Assignment: Which lines of the data contain the string "gravel"? Show each of them.

Material provided below:

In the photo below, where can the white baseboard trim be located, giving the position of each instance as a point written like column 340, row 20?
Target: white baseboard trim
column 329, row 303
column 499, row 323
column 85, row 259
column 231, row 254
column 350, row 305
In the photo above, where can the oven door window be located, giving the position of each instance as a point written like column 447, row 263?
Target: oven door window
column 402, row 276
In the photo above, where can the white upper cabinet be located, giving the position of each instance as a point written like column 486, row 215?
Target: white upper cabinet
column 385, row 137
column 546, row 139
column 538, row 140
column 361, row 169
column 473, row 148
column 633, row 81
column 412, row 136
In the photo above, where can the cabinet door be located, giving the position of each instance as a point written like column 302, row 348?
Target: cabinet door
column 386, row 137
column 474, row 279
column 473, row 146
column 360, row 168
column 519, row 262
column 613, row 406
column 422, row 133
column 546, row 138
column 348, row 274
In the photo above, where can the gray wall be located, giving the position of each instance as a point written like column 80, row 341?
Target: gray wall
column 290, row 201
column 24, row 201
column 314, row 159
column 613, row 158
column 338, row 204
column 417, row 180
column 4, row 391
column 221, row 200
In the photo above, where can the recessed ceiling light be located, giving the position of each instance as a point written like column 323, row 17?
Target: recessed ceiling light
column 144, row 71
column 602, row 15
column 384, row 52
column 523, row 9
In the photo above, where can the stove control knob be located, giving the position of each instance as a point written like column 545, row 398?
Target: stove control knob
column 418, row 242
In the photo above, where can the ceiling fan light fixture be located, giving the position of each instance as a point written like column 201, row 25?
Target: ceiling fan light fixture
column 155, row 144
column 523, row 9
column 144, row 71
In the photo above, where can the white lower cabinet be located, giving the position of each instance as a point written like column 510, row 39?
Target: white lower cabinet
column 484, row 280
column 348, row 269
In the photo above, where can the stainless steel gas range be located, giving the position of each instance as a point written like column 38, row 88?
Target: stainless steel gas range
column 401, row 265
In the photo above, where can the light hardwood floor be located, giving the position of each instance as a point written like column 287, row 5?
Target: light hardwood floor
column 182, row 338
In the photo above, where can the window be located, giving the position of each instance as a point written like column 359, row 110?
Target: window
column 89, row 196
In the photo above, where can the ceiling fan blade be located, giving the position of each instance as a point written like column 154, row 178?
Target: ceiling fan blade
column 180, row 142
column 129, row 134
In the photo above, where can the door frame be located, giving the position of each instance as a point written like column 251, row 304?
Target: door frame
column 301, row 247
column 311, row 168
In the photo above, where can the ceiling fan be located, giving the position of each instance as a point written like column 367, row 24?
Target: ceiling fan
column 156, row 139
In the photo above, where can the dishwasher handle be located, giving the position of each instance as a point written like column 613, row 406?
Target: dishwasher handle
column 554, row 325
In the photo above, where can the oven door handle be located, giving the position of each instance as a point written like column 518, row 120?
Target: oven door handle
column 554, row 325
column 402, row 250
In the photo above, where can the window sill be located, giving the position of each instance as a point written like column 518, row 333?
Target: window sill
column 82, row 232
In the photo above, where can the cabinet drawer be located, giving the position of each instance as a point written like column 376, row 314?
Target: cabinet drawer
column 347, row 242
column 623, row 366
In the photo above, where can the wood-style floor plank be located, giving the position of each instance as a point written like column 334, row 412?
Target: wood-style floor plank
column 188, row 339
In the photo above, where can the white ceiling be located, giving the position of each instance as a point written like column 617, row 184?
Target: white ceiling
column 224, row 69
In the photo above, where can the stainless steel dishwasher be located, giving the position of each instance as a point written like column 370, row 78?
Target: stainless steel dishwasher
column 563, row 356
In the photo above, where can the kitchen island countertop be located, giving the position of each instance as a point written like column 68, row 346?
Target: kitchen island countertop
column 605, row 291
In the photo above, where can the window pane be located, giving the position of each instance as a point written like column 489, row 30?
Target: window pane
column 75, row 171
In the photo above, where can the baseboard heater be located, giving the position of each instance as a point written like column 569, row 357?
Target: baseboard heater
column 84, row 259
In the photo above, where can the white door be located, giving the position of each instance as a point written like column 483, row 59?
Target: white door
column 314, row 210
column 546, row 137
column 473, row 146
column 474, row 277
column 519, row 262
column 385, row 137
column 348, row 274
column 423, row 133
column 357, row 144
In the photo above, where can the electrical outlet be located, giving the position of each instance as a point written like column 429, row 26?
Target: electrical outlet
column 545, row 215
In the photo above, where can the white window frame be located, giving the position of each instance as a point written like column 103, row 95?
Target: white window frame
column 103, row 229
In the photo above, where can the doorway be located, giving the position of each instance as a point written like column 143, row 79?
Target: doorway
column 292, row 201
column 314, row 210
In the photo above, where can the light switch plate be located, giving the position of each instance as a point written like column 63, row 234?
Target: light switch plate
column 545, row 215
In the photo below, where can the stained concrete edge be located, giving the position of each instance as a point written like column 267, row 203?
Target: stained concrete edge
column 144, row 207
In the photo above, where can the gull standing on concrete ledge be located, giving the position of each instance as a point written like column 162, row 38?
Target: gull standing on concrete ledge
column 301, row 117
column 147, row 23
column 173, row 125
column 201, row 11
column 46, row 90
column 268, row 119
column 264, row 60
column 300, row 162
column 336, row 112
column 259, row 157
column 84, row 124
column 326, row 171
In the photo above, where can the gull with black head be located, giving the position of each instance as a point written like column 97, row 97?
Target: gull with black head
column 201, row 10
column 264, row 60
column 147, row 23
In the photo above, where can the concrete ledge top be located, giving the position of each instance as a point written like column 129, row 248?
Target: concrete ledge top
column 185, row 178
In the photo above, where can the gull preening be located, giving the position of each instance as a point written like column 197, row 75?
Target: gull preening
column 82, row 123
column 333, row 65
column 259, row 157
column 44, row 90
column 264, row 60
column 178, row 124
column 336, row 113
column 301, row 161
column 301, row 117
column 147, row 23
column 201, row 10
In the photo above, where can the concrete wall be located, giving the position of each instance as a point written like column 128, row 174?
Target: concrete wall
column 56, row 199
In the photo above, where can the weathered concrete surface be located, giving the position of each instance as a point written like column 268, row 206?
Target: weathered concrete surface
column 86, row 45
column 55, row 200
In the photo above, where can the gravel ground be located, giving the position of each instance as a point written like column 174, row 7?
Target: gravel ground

End of Material provided.

Result:
In the photo above, where can the gravel ground be located, giving the position of each instance as a point written like column 174, row 7?
Target: gravel ground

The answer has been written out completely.